▼

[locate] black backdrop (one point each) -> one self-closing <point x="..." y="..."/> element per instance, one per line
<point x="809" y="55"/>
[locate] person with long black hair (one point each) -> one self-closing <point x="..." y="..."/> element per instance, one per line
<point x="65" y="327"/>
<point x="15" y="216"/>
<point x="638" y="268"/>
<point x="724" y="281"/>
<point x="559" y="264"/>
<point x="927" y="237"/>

▲

→ 課題内容
上のリストを、「backdrop」を「background」に置き換え、それ以外は一切変えずに全行書き直してもらえますか？

→ 回答全文
[locate] black background (one point each) -> one self-closing <point x="..." y="..."/> element per instance, one per line
<point x="809" y="55"/>
[locate] person with long black hair (one point each) -> one self-closing <point x="..." y="..."/> element per instance, one per line
<point x="65" y="327"/>
<point x="15" y="216"/>
<point x="638" y="268"/>
<point x="724" y="281"/>
<point x="559" y="264"/>
<point x="927" y="237"/>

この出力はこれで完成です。